*EXERCISE DESCRIPTION:* Retype the records that follow, every line exactly as written.

· · ·

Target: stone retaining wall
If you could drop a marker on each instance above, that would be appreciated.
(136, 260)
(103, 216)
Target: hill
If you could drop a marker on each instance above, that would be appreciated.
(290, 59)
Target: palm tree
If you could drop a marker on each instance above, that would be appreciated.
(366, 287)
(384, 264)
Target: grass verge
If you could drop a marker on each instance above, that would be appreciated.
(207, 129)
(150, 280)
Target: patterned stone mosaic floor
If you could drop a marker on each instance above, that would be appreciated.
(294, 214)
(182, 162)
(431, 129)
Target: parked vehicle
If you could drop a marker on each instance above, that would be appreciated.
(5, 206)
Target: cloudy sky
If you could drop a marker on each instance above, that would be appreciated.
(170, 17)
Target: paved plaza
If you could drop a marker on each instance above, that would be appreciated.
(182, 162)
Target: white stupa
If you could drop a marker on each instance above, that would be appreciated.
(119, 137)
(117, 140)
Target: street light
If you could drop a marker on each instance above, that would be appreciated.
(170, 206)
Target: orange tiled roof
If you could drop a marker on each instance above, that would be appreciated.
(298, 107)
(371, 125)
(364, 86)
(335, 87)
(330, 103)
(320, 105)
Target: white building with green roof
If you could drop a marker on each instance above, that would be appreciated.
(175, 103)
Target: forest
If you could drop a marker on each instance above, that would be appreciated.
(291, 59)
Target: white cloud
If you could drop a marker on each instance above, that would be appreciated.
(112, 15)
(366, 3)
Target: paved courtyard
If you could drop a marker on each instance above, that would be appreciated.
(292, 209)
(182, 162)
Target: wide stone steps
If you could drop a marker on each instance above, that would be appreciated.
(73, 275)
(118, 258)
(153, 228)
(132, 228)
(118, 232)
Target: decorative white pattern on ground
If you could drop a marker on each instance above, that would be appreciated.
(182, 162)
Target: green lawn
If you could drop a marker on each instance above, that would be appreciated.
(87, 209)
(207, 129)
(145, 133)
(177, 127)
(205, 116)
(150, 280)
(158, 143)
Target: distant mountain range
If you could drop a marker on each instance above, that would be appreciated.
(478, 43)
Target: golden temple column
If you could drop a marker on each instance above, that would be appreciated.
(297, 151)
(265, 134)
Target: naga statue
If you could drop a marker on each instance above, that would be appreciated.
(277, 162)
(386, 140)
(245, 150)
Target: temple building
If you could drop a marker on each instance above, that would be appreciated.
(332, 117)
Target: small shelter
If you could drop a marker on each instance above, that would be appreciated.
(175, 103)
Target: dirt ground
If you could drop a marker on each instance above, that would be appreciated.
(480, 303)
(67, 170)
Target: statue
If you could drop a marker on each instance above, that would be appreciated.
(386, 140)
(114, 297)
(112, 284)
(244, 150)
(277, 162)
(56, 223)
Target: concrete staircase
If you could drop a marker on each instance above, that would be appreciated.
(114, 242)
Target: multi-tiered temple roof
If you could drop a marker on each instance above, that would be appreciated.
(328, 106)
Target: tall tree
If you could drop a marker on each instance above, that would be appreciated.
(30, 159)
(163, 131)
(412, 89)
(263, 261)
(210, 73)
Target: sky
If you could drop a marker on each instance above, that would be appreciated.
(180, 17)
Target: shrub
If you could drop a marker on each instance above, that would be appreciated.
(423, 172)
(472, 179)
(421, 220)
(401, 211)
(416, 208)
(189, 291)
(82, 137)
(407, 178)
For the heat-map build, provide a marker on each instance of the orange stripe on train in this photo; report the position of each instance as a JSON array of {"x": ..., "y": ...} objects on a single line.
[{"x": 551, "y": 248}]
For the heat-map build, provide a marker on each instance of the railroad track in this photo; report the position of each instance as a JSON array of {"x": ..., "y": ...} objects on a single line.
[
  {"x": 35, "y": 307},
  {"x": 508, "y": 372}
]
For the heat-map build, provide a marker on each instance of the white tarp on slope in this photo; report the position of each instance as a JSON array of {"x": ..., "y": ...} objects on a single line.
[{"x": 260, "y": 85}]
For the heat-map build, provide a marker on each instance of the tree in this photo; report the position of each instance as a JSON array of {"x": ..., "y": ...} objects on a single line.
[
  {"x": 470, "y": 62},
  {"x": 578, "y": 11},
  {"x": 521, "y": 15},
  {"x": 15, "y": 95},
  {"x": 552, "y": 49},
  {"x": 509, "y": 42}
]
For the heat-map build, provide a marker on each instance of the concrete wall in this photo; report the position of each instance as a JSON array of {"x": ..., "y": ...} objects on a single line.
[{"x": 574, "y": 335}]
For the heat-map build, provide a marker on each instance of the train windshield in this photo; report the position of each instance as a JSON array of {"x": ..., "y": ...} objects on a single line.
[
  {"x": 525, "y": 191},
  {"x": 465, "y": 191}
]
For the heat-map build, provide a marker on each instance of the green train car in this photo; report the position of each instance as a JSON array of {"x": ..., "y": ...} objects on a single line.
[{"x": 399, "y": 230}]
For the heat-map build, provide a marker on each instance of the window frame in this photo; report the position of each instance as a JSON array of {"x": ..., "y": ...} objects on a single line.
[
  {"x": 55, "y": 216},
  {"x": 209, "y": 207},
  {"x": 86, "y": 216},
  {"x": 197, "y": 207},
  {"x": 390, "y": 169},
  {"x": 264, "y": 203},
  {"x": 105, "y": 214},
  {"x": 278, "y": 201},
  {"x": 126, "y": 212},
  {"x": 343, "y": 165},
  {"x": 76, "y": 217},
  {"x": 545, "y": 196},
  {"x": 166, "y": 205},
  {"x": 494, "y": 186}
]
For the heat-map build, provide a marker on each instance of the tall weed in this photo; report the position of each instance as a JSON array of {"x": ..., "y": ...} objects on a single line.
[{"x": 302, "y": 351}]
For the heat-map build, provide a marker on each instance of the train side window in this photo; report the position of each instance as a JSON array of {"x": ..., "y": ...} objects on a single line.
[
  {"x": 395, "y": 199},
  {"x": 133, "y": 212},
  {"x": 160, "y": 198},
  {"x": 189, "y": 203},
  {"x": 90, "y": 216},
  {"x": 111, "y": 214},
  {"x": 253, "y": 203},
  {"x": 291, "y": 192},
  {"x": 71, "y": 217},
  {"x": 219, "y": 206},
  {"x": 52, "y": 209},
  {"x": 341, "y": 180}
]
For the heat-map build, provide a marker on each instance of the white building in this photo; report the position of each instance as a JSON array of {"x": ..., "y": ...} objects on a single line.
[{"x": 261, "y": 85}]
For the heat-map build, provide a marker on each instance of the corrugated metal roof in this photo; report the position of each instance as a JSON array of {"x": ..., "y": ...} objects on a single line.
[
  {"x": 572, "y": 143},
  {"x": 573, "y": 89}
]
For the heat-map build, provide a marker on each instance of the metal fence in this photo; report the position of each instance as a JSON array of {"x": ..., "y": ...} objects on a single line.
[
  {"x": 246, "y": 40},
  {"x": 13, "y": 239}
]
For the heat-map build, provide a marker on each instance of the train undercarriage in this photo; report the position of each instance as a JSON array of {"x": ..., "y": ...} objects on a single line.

· · ·

*ANSWER SECTION:*
Target: stone retaining wall
If you could drop a marker on each instance above, that would be appreciated.
(136, 260)
(103, 216)
Target: hill
If you could drop a marker on each instance above, that would be appreciated.
(290, 59)
Target: palm tree
If you could drop a marker on each instance above, that would be appreciated.
(366, 287)
(384, 264)
Target: grass verge
If you could drop a marker on each instance above, that would be appreciated.
(207, 129)
(150, 280)
Target: patterned stone mosaic floor
If you could drop a marker on each instance above, that would be appreciated.
(294, 214)
(182, 162)
(431, 129)
Target: parked vehicle
If you could drop a marker on each instance above, that would be appreciated.
(5, 206)
Target: cloudy sky
If you could drop a marker on each instance above, that would be appreciated.
(170, 17)
Target: paved plaza
If you could drop a marker on each instance above, that would be appreciated.
(182, 162)
Target: white stupa
If you could drop a marker on each instance above, that would be appreciated.
(119, 137)
(117, 140)
Target: street light
If you could drop a marker on each instance above, that would be appreciated.
(170, 206)
Target: orange tiled roof
If you could drop a marker on each instance above, that would be appreciated.
(298, 107)
(371, 125)
(364, 86)
(335, 87)
(330, 103)
(320, 105)
Target: white building with green roof
If you could drop a marker on each instance above, that would be appreciated.
(175, 103)
Target: forest
If you could drop a marker on each instance above, that would be appreciated.
(291, 59)
Target: white cloud
If you could drop a marker on each instance above, that would be appreciated.
(112, 15)
(366, 3)
Target: paved courtyard
If you could drop a marker on each instance above, that would be appreciated.
(292, 209)
(182, 162)
Target: wide stone steps
If you could drop a marker on each instance above, that would be appreciated.
(73, 275)
(118, 258)
(153, 228)
(132, 228)
(118, 232)
Target: decorative white pattern on ground
If you could drop a marker on each instance above, that would be appreciated.
(182, 162)
Target: green lawn
If you could drop a marker on each instance above, that would be appreciated.
(87, 209)
(207, 129)
(145, 133)
(177, 127)
(205, 116)
(150, 280)
(158, 143)
Target: distant mountain range
If you could drop a marker on each instance above, that would be appreciated.
(478, 43)
Target: golden temple column
If you could drop a marker on each instance above, that would be appreciated.
(297, 151)
(265, 134)
Target: naga statue
If you could drop a marker on each instance above, that would be appreciated.
(277, 162)
(386, 140)
(245, 150)
Target: temple building
If you could drop a marker on each instance above, that would be appreciated.
(332, 117)
Target: small shelter
If you could drop a marker on each instance above, that would be appreciated.
(175, 103)
Target: dirt ground
If you could drop a marker on each instance above, that would be appreciated.
(480, 303)
(67, 170)
Target: statue
If you could drop a marker on each instance above, that would be appreciated.
(386, 140)
(114, 297)
(112, 284)
(244, 150)
(277, 162)
(56, 223)
Target: concrete staircase
If you could drop a marker on each instance above, that would be appreciated.
(114, 242)
Target: multi-tiered temple roof
If you could drop a marker on each instance above, that would be appreciated.
(328, 106)
Target: tall tree
If you could drop a marker on each instance above, that would be appreciated.
(30, 159)
(163, 131)
(412, 89)
(263, 261)
(210, 73)
Target: sky
If you could drop a marker on each instance above, that would be appreciated.
(180, 17)
Target: shrub
If you could drop a marker on each instance above, that would be appreciated.
(423, 172)
(472, 179)
(421, 220)
(401, 211)
(416, 208)
(189, 291)
(82, 137)
(407, 178)
For the heat-map build, provide a marker on each instance of the orange stripe on train in this photo; report the position of each instance as a JSON array of {"x": ..., "y": ...} objects on a single line.
[{"x": 551, "y": 248}]
For the heat-map build, provide a marker on each instance of the railroad track in this photo; report the position of each instance as a JSON array of {"x": ..., "y": ...} objects on a single line.
[
  {"x": 35, "y": 307},
  {"x": 508, "y": 372}
]
For the heat-map build, provide a marker on each instance of the white tarp on slope in this photo; report the position of each instance as a JSON array of {"x": ..., "y": ...} objects on a single line.
[{"x": 260, "y": 85}]
For the heat-map build, provide a marker on each instance of the tree in this photo; report the position of each instance as a JSON array of {"x": ..., "y": ...} objects on a single line.
[
  {"x": 470, "y": 62},
  {"x": 578, "y": 11},
  {"x": 521, "y": 15},
  {"x": 15, "y": 95},
  {"x": 552, "y": 49},
  {"x": 509, "y": 42}
]
For the heat-map build, provide a marker on each instance of the concrete wall in this photo; report the position of each instance as a JSON array of {"x": ..., "y": ...} objects on a single line.
[{"x": 574, "y": 335}]
For the heat-map build, provide a marker on each instance of the train windshield in this photo; report the position of each instance as a JSON array of {"x": ..., "y": ...} objects on a single line.
[
  {"x": 525, "y": 191},
  {"x": 465, "y": 191}
]
For the heat-map build, provide a marker on each instance of the green train car in this photo; report the position of each instance as a JSON array of {"x": ..., "y": ...} objects on a single line.
[{"x": 399, "y": 230}]
For the heat-map build, provide a marker on each instance of the window frame in this photo; report the position of each instance as a JSON array of {"x": ..., "y": ...} objects on a single line.
[
  {"x": 55, "y": 216},
  {"x": 209, "y": 207},
  {"x": 86, "y": 216},
  {"x": 197, "y": 207},
  {"x": 390, "y": 169},
  {"x": 264, "y": 203},
  {"x": 105, "y": 214},
  {"x": 278, "y": 201},
  {"x": 126, "y": 212},
  {"x": 343, "y": 165},
  {"x": 76, "y": 217},
  {"x": 545, "y": 196},
  {"x": 166, "y": 205},
  {"x": 494, "y": 186}
]
For the heat-map build, provide a marker on each instance of the tall weed in this photo; report the position of each instance as a JSON array of {"x": ..., "y": ...} objects on a single line.
[{"x": 302, "y": 351}]
For the heat-map build, provide a marker on each instance of the train side window in this photo; report the position of each instance as a JSON array of {"x": ..., "y": ...} objects on a single line.
[
  {"x": 395, "y": 199},
  {"x": 133, "y": 212},
  {"x": 160, "y": 198},
  {"x": 189, "y": 203},
  {"x": 90, "y": 216},
  {"x": 111, "y": 214},
  {"x": 253, "y": 203},
  {"x": 291, "y": 192},
  {"x": 71, "y": 217},
  {"x": 219, "y": 206},
  {"x": 52, "y": 209},
  {"x": 341, "y": 180}
]
For the heat-map build, provide a marker on each instance of the white building in this photo; report the position of each instance as a JSON array of {"x": ..., "y": ...} objects on a single line.
[{"x": 261, "y": 85}]
For the heat-map build, provide a marker on each instance of the corrugated metal roof in this photo; report the position of each instance as a JSON array of {"x": ..., "y": ...} objects on a single line.
[
  {"x": 572, "y": 143},
  {"x": 573, "y": 89}
]
For the heat-map build, provide a marker on each instance of the metal fence in this photo; report the position of each instance as a JSON array of {"x": ..., "y": ...} objects on a single line.
[
  {"x": 246, "y": 40},
  {"x": 13, "y": 239}
]
For the heat-map build, provide a marker on each instance of the train undercarriage in this photo; report the position of each instance as a JSON array of {"x": ..., "y": ...} objects on a single line.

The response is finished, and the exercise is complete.